Objective
Please pick out every line in the entries below that contains the string "shelf", and copy each of those lines in full.

Extracted data

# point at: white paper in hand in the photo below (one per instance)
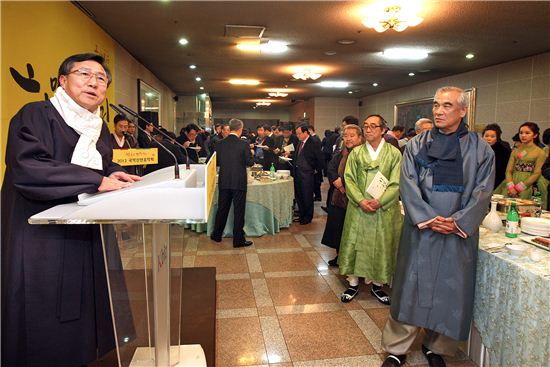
(378, 185)
(289, 148)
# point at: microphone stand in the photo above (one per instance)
(133, 113)
(176, 165)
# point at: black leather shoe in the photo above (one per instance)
(434, 360)
(394, 361)
(243, 244)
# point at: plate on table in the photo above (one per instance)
(537, 241)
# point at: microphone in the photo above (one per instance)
(133, 113)
(176, 165)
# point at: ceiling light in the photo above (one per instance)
(277, 94)
(334, 84)
(405, 54)
(269, 47)
(346, 42)
(305, 74)
(244, 81)
(396, 16)
(273, 47)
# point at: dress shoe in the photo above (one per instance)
(243, 244)
(434, 360)
(394, 361)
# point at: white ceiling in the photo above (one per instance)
(495, 31)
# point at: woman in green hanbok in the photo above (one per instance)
(525, 164)
(373, 219)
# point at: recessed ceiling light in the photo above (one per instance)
(346, 42)
(244, 81)
(334, 84)
(405, 54)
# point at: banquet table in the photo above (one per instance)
(268, 209)
(512, 304)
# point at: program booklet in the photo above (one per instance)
(378, 185)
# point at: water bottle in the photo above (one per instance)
(512, 222)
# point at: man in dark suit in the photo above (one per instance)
(308, 159)
(233, 156)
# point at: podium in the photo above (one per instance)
(147, 213)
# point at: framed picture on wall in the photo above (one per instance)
(408, 112)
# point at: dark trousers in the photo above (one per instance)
(304, 183)
(225, 197)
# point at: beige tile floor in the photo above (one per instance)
(278, 303)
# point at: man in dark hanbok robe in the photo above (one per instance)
(446, 182)
(55, 305)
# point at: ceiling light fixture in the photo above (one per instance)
(405, 54)
(305, 74)
(268, 47)
(244, 81)
(398, 17)
(334, 84)
(277, 94)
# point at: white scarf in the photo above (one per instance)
(88, 125)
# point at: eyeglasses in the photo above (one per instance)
(86, 74)
(371, 127)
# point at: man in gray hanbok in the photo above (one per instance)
(446, 181)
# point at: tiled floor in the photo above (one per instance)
(278, 303)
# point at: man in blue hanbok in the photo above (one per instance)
(446, 182)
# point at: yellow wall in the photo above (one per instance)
(43, 34)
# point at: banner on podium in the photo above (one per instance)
(135, 157)
(210, 183)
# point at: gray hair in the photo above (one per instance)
(354, 127)
(462, 96)
(235, 124)
(418, 124)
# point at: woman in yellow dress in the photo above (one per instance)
(525, 164)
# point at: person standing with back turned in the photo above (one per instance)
(233, 156)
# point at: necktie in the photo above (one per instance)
(300, 147)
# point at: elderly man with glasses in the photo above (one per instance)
(55, 306)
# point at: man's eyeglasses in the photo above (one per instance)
(371, 127)
(86, 74)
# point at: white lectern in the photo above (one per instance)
(151, 205)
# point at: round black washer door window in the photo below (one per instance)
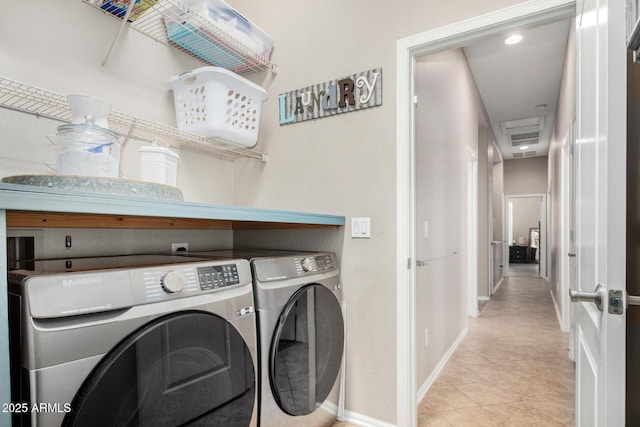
(306, 350)
(184, 369)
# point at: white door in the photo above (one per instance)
(601, 176)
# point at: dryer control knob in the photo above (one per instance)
(172, 282)
(307, 264)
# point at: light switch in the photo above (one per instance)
(361, 228)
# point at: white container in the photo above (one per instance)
(214, 102)
(159, 164)
(236, 25)
(86, 109)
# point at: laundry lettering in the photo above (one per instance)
(351, 93)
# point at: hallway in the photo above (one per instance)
(511, 369)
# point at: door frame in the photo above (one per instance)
(407, 49)
(472, 234)
(542, 215)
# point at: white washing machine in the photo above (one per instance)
(144, 340)
(301, 334)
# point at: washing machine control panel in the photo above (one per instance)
(218, 276)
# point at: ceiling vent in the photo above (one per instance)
(524, 131)
(521, 155)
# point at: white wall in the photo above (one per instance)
(340, 165)
(446, 124)
(564, 121)
(525, 176)
(59, 46)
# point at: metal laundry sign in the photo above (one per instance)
(343, 95)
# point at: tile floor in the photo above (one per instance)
(511, 369)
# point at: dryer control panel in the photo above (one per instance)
(283, 268)
(314, 264)
(218, 276)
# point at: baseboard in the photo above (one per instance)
(364, 421)
(557, 309)
(495, 288)
(422, 391)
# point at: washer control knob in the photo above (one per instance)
(307, 264)
(172, 282)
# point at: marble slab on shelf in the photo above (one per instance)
(115, 186)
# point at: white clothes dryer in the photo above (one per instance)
(143, 340)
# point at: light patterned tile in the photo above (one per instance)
(512, 368)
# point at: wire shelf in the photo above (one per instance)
(208, 43)
(42, 103)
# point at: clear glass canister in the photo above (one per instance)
(88, 150)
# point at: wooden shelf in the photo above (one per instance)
(30, 206)
(30, 219)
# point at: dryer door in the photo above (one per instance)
(306, 350)
(185, 368)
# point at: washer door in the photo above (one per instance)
(306, 350)
(186, 368)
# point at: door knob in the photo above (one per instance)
(594, 297)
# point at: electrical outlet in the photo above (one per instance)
(179, 248)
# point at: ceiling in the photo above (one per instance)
(519, 86)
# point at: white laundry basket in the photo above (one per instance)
(215, 102)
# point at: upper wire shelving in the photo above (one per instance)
(25, 98)
(214, 45)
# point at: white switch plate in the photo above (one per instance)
(361, 228)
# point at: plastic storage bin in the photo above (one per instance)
(159, 164)
(233, 23)
(214, 102)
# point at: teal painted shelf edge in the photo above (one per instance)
(29, 198)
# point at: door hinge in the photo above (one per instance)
(617, 301)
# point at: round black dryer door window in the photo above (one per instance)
(306, 350)
(184, 369)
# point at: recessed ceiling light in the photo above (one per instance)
(514, 39)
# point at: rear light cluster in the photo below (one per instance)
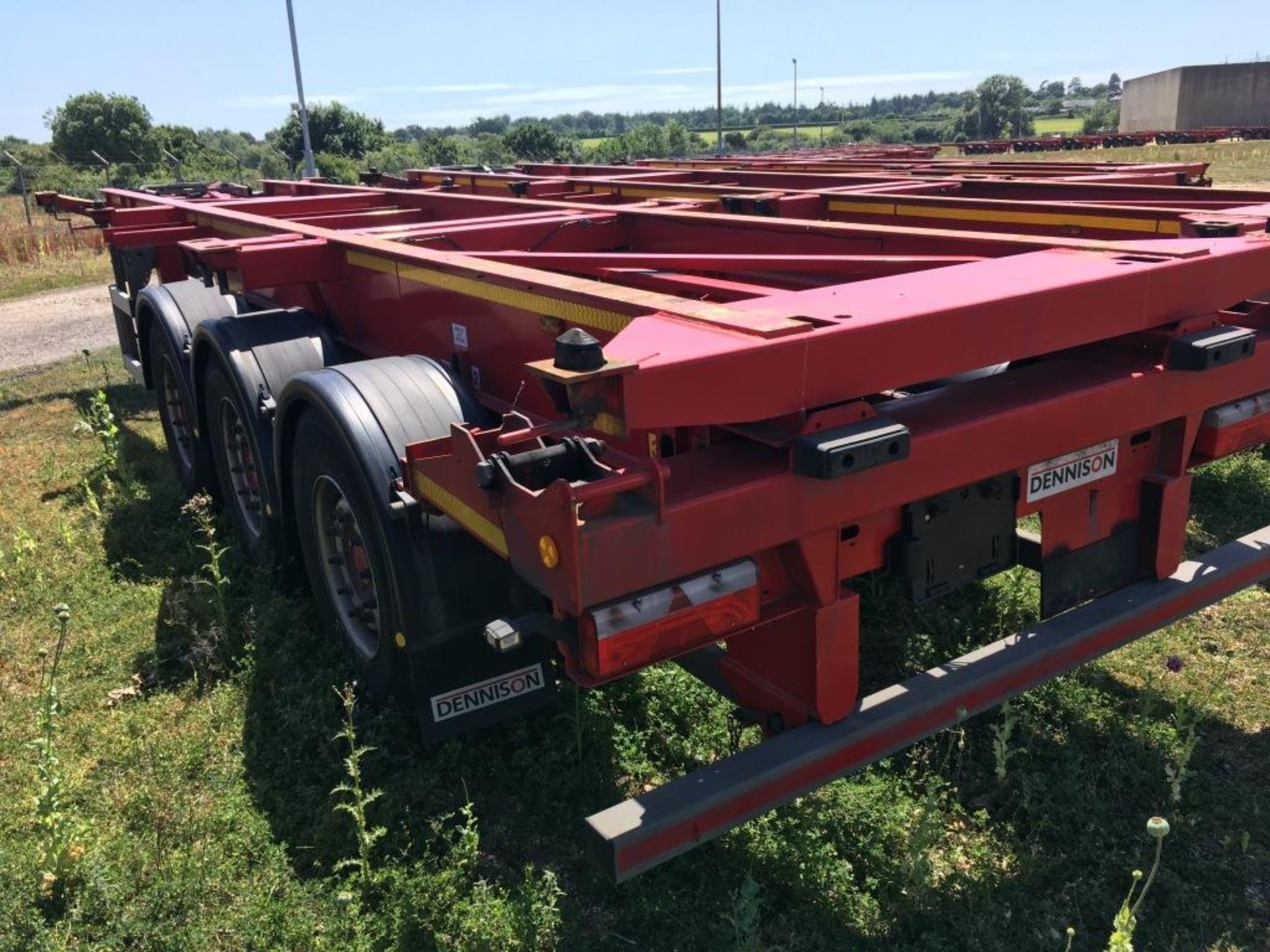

Complete response
# point at: marble slab on shelf in the photo above (one per instance)
# point at: wire shelf in the photo above (one per instance)
# point at: wooden shelf in the photo above (one per instance)
# point at: teal painted shelf edge in the photo above (one per instance)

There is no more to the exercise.